The records are to be copied exactly and in full.

▶

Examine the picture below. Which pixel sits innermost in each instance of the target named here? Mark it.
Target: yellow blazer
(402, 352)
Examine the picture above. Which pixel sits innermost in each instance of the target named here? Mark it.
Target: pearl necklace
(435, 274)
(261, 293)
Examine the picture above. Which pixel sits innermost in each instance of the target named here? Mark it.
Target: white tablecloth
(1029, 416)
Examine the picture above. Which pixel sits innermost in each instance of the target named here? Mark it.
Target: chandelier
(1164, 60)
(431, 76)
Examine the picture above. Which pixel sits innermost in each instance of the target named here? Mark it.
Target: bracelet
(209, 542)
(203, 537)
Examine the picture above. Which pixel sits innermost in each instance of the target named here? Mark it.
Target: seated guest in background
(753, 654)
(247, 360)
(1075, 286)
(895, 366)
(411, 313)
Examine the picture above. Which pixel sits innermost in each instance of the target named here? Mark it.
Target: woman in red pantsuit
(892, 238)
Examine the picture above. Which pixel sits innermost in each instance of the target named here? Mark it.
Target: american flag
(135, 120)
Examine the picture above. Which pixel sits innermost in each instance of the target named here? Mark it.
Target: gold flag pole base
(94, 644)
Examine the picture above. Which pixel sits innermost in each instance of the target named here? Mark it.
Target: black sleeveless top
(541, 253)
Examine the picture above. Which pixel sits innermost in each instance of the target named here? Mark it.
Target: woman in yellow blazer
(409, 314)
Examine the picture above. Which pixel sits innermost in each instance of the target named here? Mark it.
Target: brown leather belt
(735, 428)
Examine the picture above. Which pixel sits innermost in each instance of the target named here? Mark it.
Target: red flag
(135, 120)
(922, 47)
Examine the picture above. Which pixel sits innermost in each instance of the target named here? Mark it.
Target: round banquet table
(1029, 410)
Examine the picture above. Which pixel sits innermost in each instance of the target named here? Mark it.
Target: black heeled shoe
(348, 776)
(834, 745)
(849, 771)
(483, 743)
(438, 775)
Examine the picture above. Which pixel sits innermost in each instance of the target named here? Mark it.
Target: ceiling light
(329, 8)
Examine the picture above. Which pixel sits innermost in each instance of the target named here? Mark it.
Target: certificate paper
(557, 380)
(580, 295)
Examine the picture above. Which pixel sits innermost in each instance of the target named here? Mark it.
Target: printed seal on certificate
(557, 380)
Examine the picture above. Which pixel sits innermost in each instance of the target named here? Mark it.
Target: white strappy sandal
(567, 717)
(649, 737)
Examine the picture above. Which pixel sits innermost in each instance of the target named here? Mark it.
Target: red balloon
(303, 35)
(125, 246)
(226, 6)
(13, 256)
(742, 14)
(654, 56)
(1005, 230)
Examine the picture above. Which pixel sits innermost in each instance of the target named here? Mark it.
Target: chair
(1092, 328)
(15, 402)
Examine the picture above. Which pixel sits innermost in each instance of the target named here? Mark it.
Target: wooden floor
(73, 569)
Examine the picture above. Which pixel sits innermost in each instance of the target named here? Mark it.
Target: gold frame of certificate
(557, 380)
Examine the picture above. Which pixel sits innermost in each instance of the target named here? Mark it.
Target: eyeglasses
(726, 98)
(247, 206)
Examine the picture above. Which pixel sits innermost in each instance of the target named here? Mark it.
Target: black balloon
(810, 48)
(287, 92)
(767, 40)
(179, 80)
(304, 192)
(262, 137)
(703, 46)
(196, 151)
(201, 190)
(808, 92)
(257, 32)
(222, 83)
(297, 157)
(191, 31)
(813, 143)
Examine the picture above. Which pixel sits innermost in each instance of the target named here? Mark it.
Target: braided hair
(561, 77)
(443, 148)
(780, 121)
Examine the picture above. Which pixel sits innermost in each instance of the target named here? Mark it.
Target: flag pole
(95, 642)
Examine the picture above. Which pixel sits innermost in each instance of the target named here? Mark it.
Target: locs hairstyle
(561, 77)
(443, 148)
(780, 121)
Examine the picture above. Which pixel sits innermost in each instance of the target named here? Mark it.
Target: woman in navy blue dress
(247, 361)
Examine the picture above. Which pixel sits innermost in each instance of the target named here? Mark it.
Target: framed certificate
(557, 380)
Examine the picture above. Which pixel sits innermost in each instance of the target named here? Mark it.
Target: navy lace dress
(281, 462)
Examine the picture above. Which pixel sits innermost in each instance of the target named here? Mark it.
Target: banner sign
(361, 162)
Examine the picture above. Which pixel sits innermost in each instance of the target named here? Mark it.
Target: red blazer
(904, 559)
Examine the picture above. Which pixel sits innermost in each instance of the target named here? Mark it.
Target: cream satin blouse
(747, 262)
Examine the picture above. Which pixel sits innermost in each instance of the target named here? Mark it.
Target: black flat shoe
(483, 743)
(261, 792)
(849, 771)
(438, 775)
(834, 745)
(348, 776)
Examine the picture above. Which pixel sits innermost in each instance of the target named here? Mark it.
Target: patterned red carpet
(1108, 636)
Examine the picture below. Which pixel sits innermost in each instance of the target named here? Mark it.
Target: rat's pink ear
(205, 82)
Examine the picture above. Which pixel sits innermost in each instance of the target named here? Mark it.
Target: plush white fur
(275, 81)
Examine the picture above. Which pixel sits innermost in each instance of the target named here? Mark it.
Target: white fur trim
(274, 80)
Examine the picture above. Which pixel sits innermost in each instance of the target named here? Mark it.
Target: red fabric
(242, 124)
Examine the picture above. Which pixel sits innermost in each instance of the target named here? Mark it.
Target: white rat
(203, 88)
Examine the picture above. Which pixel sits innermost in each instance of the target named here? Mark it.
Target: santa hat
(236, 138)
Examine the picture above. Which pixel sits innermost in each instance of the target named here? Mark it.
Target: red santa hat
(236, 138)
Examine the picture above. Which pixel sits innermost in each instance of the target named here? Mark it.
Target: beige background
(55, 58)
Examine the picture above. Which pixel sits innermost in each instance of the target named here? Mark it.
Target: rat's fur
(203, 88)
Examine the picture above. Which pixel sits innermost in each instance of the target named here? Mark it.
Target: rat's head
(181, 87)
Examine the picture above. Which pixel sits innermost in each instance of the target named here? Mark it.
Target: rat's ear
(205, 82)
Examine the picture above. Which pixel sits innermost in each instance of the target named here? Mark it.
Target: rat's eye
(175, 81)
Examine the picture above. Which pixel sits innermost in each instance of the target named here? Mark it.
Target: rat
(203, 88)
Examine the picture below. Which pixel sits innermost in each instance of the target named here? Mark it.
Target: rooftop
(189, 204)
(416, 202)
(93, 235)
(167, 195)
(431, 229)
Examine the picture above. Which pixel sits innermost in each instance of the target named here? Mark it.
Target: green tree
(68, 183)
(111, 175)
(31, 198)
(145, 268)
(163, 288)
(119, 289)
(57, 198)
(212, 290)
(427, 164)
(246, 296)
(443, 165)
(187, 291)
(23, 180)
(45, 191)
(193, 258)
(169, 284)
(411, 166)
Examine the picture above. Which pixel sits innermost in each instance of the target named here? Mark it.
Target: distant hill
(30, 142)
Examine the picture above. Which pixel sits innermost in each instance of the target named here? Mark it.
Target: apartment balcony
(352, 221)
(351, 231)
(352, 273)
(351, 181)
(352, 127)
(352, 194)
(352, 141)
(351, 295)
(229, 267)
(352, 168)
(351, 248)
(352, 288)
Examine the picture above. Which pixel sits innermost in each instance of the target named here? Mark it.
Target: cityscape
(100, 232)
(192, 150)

◀

RESPONSE TO THIS TASK:
Examine the picture below. Which pixel sits innermost in each instance of the target named here? Mark it.
Target: yellow blazer
(402, 352)
Examine the picture above. Which pixel sits innermost in each instance of the target named here? Mark it.
Target: pearl necklace
(435, 274)
(261, 293)
Examine the picture above. Which pixel sits innermost in each instance of the target named here? Mark it.
Target: white tablecloth
(1029, 416)
Examine the picture above. Which pixel sits innermost in each instance of the target named here? Mark it.
Target: chandelier
(1164, 60)
(431, 76)
Examine the picture above. Which pixel sits innermost in each instance of the target named here? Mark it.
Target: bracelet
(209, 542)
(203, 537)
Examine the picture above. Which pixel sits innermost in each instance of the target named here? Mark it.
Target: seated guest in background
(753, 654)
(247, 360)
(1075, 286)
(895, 366)
(411, 313)
Examine the picture above. Which pixel sits innermost in each instance of the target named here? Mark it.
Target: woman in red pantsuit
(892, 238)
Examine the picture above. Which pixel sits innermost in each instance of the target named here? Mark it.
Target: american flag
(135, 120)
Examine the picture above. Which pixel sits innermost in each instance of the target named here? Mark it.
Target: gold flag pole base
(94, 644)
Examine the picture above. Which pixel sits innermost in each instance of the target named here? Mark it.
Target: black sleeveless top
(541, 253)
Examine the picture above. Which pixel sits innermost in each instance of the target named here? Mark it.
Target: woman in yellow blazer
(409, 314)
Examine the picture above. Which pixel sits innermost in each instance of the target named here? Mark it.
Target: brown leather belt
(735, 428)
Examine the picture above. Which pixel sits innermost in each instance of the target named here? Mark it.
Target: red flag
(135, 120)
(922, 47)
Examine the picture above. Which pixel sits innermost in each instance of the target named here? Mark it.
Target: round banquet table
(1029, 410)
Examine the picture above. Which pixel sits innermost in each instance of the target named here? Mark it.
Target: black heeled shoe
(348, 776)
(834, 745)
(849, 771)
(483, 743)
(438, 775)
Examine the picture above. Which pixel sits innermost in each instance of the target named here? Mark it.
Target: ceiling light
(329, 8)
Examine the picture above. Which pixel sits innermost in each instance of the target named here? Mark it.
Target: certificate paper
(557, 380)
(580, 295)
Examine the picture above. Which pixel sits innermost in each instance of the target named here? Mark it.
Target: printed seal on certificate
(557, 380)
Examine the picture above. Which pixel sits innermost in each instance of the target named here? Mark it.
Target: white strappy sandal
(567, 717)
(649, 737)
Examine the picture above. Which pixel sits innermost in each instance of the target named here? Mark it.
Target: red balloon
(303, 35)
(125, 246)
(226, 6)
(13, 256)
(742, 14)
(654, 56)
(1005, 230)
Examine the picture above. Which pixel sits innermost in each instance of the target named here? Mark it.
Target: chair
(1092, 328)
(15, 402)
Examine the picture above. Which pixel sits innermost in each instance of the target named here? Mark it.
Target: wooden floor
(73, 569)
Examine the picture above. Which pixel sits innermost in each instance of the target named here? Mark it.
Target: gold frame of certificate
(557, 380)
Examine the picture above. Which pixel sits innermost in each instance of the target named here? Mark it.
Target: eyeglasses
(726, 98)
(247, 206)
Examine the picture above. Which pixel sits innermost in each instance of the target named here? Mark it.
Target: black balloon
(810, 48)
(287, 92)
(767, 40)
(179, 80)
(304, 192)
(262, 137)
(703, 46)
(196, 151)
(201, 190)
(808, 92)
(257, 32)
(222, 83)
(297, 157)
(191, 31)
(813, 143)
Examine the picture above. Which pixel sits innermost in each instance of the target named here? Mark it.
Target: braided hair
(561, 77)
(443, 148)
(780, 121)
Examine the picture above. Which pixel sits innermost in each instance of the target named here? Mark it.
Target: flag pole
(95, 642)
Examine the picture above. Which pixel sits innermost in each instance of the target named here? Mark it.
Target: locs hairstyle
(561, 77)
(443, 148)
(780, 121)
Examine the picture above. Which pixel sits innermost in each instance of the target named here? Mark it.
Target: woman in navy blue dress
(247, 361)
Examine the picture above. Which pixel sits innermost in each instance of the target named here? Mark it.
Target: framed certificate
(557, 380)
Examine the picture above. Which pixel sits innermost in each instance of the target named here? Mark it.
Target: navy lace dress
(281, 462)
Examine the picture above. Which pixel sits innermost in each instance of the target named here? Mark it.
Target: banner sign
(361, 162)
Examine the picture above. Which pixel sits innermost in each instance of the target named here? Mark it.
Target: red blazer
(904, 559)
Examine the picture above. Which pixel sits innermost in each instance of the target named here? Mark it.
Target: cream satin blouse
(747, 262)
Examine the picture above. Which pixel sits innermost in each instance of the target named here? Mark it.
Target: black flat shoe
(483, 743)
(261, 792)
(849, 771)
(438, 775)
(834, 745)
(348, 776)
Examine the picture above. Which pixel sits innermost in each instance of the target named here? Mark it.
Target: patterned red carpet
(1108, 636)
Examine the picture below. Which pixel sits innermost in each instance of the target named here? Mark it.
Target: rat's pink ear
(205, 82)
Examine the picture above. Which pixel sits innermost in each instance of the target named here? Mark it.
Target: plush white fur
(275, 81)
Examine the picture above. Which pixel sits innermost in each instance of the target named here? Mark it.
Target: white fur trim
(274, 80)
Examine the picture above. Which pixel sits innermost in each instance of the target named here? Mark it.
Target: red fabric
(242, 124)
Examine the picture above. Which pixel sits innermost in each instance of the target named here? Mark it.
Target: white rat
(203, 88)
Examine the picture above. Which pixel sits innermost in each instance of the target named here? Mark it.
Target: santa hat
(236, 138)
Examine the picture above. Which pixel sits innermost in each instance of the target named here? Mark it.
Target: red santa hat
(236, 138)
Examine the picture above. Which pixel sits innermost in each instance of the target named here? Mark it.
Target: beige background
(55, 58)
Examine the picture above. Which pixel sits innermost in each instance of the target named here? Mark it.
Target: rat's fur
(203, 88)
Examine the picture above. Which pixel sits innermost in each instance of the target named here? Mark it.
Target: rat's head
(181, 87)
Examine the picture above. Which pixel sits innermost in each instance of the target named here? Mark it.
Target: rat's ear
(205, 82)
Examine the picture above. Which pixel sits innermost in each instance of the target named here? Mark it.
Target: rat's eye
(175, 81)
Examine the picture above. Which pixel sits innermost in each instance of the target named here? Mark it.
Target: rat
(203, 88)
Examine the picture below. Which pixel sits innermost in each instance of the target named here? Mark it.
Target: rooftop
(189, 204)
(416, 202)
(93, 235)
(167, 195)
(431, 229)
Examine the picture above. Which pixel sits innermost in each instance of the target named here? Mark it.
Target: green tree
(68, 183)
(111, 175)
(31, 198)
(145, 268)
(163, 288)
(119, 289)
(57, 198)
(212, 290)
(427, 164)
(246, 296)
(443, 165)
(187, 291)
(23, 180)
(45, 191)
(193, 258)
(169, 284)
(411, 166)
Examine the picture above. Which pixel sits innermost in each instance of the target named here? Mark it.
Target: distant hill
(30, 142)
Examine the picture above. Which pixel sits innermost in each instance of the target named here? Mark it.
Target: apartment balcony
(352, 221)
(351, 231)
(352, 273)
(351, 181)
(352, 127)
(352, 194)
(352, 141)
(351, 295)
(229, 267)
(352, 168)
(351, 248)
(352, 288)
Examine the picture above. Which pixel sits innermost in each instance of the target named here? Mark it.
Target: cityscape
(100, 232)
(192, 150)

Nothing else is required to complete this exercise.